### Descrizione dell'esercizio
Estrai dai dati qui sotto ogni riga in cui compare la parola "market" e riportala per intero.

### Dati di partenza
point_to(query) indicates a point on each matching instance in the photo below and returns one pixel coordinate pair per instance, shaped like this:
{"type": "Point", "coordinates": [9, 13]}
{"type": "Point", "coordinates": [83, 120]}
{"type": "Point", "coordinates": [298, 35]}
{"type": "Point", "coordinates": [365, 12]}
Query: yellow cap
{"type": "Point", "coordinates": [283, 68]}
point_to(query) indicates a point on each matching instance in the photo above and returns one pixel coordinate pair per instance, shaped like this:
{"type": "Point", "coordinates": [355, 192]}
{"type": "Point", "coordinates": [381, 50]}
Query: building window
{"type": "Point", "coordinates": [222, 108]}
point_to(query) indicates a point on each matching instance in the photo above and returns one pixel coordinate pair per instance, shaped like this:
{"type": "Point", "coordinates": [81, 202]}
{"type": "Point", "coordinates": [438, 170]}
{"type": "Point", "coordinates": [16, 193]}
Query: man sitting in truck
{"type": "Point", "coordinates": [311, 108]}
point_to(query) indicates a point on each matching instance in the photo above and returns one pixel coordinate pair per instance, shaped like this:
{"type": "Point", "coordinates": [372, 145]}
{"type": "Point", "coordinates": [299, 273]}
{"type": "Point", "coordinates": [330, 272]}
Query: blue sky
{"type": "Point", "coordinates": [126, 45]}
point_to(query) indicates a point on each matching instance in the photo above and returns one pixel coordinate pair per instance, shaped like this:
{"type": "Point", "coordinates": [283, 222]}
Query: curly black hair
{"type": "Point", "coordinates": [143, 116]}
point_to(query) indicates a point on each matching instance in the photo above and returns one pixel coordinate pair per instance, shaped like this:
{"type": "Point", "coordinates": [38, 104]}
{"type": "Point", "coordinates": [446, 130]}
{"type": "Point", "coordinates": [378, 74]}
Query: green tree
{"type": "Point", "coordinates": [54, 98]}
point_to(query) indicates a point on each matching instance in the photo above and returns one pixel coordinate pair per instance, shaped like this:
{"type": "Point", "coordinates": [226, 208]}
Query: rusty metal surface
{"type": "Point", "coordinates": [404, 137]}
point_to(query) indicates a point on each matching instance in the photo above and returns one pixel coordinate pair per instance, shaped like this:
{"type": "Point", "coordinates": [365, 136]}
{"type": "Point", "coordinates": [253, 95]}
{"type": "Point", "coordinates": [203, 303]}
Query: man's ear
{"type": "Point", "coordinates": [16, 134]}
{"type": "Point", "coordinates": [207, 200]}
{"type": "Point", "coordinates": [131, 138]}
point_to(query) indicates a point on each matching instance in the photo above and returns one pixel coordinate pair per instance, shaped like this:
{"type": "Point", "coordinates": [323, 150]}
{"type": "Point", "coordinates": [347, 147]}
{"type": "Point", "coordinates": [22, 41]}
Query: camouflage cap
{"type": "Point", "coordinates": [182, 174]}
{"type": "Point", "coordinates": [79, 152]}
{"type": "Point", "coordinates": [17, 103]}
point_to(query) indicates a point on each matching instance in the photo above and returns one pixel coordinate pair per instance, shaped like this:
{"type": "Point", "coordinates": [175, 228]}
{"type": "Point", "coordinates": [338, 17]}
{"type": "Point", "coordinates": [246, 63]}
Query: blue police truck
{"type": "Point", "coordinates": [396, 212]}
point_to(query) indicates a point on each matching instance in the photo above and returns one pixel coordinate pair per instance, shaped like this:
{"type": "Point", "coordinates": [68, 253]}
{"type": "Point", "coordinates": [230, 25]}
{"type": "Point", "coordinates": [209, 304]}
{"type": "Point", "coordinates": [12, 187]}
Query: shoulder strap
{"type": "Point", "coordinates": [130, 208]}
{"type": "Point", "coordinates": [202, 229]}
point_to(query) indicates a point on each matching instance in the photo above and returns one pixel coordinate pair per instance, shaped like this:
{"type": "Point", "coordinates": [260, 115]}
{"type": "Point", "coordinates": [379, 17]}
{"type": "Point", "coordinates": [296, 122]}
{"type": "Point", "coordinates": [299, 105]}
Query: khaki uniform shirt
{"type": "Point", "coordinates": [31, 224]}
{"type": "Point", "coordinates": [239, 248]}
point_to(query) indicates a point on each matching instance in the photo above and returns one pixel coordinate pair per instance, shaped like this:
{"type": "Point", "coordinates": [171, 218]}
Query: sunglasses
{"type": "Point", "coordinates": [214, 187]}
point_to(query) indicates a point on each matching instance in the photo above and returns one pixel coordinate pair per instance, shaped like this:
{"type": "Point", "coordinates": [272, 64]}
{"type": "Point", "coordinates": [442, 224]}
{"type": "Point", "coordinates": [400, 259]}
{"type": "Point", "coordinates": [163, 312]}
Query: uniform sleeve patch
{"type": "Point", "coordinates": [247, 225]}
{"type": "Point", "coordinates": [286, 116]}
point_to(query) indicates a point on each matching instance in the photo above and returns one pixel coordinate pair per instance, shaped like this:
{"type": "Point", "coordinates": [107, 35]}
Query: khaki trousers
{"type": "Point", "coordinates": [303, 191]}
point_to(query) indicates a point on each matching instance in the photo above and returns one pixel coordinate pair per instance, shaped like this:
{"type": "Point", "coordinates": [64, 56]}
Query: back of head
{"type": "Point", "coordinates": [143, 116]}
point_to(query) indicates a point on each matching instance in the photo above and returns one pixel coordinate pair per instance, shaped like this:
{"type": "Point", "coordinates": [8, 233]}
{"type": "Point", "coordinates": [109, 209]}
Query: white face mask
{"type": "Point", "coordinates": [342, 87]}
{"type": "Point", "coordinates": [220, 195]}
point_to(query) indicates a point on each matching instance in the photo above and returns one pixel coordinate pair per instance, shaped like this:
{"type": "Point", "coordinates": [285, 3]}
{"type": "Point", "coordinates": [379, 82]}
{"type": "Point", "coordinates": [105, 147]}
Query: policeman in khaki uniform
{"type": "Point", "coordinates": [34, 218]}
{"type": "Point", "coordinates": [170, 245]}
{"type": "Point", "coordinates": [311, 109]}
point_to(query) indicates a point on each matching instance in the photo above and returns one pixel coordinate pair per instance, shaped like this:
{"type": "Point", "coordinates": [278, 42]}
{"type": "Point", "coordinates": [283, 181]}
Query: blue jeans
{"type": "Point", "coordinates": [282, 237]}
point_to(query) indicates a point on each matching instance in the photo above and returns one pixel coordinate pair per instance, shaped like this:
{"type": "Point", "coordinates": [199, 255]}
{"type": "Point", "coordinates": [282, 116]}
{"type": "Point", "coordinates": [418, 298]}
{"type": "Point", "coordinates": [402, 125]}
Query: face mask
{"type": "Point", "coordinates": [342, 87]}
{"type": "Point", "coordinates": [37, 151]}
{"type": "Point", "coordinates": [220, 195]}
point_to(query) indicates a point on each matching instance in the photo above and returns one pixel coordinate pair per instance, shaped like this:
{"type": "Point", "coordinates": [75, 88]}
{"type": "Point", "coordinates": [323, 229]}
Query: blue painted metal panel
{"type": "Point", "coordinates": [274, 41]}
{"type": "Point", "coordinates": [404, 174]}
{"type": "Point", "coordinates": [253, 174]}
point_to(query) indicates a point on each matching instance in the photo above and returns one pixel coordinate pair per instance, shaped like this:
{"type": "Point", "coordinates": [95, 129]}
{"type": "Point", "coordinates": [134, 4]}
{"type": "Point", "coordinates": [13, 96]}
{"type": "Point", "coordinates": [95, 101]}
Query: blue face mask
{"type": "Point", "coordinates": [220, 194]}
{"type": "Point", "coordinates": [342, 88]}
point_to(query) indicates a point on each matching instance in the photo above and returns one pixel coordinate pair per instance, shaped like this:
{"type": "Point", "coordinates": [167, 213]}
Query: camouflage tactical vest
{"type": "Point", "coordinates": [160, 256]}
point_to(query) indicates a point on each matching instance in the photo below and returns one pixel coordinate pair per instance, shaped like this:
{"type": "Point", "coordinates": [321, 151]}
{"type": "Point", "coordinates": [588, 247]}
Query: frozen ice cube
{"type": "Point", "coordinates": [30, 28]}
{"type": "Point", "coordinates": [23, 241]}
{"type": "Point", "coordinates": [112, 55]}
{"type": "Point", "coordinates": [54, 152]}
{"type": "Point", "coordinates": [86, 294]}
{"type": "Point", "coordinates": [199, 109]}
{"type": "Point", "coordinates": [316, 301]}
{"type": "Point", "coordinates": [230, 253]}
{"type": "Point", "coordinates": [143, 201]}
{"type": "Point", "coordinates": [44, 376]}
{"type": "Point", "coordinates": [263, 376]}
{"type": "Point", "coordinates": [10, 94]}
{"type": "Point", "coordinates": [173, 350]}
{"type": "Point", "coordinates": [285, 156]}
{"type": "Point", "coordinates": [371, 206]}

==

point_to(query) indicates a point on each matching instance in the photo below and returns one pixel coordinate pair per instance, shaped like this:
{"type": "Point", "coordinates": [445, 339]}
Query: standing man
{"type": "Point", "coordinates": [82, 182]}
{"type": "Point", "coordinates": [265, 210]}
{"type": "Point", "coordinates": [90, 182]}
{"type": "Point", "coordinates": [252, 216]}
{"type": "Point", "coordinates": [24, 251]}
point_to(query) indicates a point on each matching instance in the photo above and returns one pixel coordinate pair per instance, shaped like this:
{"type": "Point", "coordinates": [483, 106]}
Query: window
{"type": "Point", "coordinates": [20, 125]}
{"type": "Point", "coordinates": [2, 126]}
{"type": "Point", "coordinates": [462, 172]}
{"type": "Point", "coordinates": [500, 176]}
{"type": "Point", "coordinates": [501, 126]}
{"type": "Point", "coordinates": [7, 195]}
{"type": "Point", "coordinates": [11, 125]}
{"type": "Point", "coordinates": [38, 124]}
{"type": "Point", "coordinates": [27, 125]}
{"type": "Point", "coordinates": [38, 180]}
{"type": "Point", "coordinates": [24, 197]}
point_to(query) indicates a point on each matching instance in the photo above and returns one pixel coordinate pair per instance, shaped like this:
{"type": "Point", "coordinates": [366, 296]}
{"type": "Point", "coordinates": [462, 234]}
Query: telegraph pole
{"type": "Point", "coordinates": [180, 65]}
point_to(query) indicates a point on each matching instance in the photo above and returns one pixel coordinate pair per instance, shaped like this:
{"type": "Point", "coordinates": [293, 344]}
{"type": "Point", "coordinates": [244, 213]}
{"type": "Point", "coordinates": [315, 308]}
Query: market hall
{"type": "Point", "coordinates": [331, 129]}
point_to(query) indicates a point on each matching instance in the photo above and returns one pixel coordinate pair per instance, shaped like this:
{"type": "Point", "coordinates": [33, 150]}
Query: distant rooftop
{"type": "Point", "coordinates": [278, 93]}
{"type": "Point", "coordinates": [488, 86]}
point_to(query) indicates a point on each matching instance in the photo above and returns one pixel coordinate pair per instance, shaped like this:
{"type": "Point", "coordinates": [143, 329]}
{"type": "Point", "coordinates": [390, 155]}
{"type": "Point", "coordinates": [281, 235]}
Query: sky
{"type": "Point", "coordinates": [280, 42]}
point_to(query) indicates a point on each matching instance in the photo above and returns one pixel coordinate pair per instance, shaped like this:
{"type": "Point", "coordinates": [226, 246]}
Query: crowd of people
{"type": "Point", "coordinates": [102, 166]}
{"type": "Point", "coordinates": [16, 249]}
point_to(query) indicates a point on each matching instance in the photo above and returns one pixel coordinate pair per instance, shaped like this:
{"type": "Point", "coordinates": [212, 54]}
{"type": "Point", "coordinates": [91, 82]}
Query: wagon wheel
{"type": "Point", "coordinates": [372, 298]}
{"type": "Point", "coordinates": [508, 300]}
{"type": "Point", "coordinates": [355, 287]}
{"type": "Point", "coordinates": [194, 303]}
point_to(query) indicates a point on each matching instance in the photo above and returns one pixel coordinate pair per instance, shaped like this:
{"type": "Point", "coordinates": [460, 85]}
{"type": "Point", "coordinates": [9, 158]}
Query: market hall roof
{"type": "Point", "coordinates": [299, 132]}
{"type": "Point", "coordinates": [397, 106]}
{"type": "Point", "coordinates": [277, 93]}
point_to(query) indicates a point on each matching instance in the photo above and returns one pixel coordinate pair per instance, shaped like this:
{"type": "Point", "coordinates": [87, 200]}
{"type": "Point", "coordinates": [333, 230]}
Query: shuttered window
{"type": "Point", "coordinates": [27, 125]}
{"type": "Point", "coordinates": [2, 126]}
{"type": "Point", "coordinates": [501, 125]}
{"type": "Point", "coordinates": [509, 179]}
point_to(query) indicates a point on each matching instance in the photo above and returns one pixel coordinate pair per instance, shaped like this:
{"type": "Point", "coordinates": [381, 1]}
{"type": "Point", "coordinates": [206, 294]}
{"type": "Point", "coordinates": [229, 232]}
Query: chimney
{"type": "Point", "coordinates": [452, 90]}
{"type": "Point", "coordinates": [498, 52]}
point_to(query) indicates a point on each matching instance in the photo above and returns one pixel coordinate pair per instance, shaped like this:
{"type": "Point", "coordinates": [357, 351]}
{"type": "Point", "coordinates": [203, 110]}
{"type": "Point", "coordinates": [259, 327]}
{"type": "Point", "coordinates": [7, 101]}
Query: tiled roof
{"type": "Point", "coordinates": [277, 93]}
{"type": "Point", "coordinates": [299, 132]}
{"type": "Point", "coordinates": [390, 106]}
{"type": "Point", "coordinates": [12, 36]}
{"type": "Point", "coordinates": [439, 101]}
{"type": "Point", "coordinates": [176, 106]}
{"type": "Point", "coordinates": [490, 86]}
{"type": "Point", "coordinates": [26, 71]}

* * *

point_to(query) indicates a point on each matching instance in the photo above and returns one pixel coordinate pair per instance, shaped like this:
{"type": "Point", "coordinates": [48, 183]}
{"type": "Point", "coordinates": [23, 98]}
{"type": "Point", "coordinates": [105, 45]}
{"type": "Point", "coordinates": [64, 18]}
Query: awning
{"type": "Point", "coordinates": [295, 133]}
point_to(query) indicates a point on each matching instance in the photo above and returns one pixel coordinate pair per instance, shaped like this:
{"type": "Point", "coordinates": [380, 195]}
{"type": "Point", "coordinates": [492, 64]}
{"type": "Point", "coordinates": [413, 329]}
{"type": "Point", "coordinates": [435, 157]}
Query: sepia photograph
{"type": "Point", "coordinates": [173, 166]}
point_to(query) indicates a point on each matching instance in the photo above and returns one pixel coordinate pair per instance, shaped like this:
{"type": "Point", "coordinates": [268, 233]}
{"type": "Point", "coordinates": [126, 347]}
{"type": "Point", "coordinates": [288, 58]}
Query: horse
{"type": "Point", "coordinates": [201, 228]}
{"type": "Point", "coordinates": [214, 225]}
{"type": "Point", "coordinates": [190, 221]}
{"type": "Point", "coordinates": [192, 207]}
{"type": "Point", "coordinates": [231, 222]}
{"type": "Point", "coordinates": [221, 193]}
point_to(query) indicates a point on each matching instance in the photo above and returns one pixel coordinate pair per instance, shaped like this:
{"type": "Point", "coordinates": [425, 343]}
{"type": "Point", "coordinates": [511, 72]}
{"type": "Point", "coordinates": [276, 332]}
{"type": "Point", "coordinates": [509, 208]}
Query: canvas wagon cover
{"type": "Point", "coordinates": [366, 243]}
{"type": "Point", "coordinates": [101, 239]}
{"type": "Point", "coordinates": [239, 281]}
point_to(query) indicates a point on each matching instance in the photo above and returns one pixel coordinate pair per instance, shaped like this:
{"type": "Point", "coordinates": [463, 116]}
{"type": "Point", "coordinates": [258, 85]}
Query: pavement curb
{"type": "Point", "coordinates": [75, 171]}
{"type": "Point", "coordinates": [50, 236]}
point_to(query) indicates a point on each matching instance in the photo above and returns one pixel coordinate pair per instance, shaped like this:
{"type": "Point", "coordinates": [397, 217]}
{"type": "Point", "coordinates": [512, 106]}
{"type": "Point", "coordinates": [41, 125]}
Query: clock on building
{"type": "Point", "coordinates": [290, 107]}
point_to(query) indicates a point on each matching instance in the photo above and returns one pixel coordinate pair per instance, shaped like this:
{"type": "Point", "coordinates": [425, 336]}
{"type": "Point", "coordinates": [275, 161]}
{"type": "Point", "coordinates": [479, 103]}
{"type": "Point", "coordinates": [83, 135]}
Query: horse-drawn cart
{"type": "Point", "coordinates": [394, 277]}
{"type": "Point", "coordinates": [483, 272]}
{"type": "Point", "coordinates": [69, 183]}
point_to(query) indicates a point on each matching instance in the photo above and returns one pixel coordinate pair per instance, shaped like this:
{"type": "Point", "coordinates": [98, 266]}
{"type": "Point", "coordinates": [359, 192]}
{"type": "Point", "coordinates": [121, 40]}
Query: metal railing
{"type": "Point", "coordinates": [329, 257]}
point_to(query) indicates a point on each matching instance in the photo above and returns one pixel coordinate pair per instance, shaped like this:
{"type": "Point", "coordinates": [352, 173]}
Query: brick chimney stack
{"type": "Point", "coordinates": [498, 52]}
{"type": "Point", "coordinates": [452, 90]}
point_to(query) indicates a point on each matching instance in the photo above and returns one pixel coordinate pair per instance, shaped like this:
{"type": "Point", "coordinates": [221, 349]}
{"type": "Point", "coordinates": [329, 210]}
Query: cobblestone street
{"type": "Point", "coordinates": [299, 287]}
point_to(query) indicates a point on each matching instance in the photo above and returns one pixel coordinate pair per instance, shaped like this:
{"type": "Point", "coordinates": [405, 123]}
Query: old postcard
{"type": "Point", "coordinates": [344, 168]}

### Risposta corretta
Query: market hall
Query: market hall roof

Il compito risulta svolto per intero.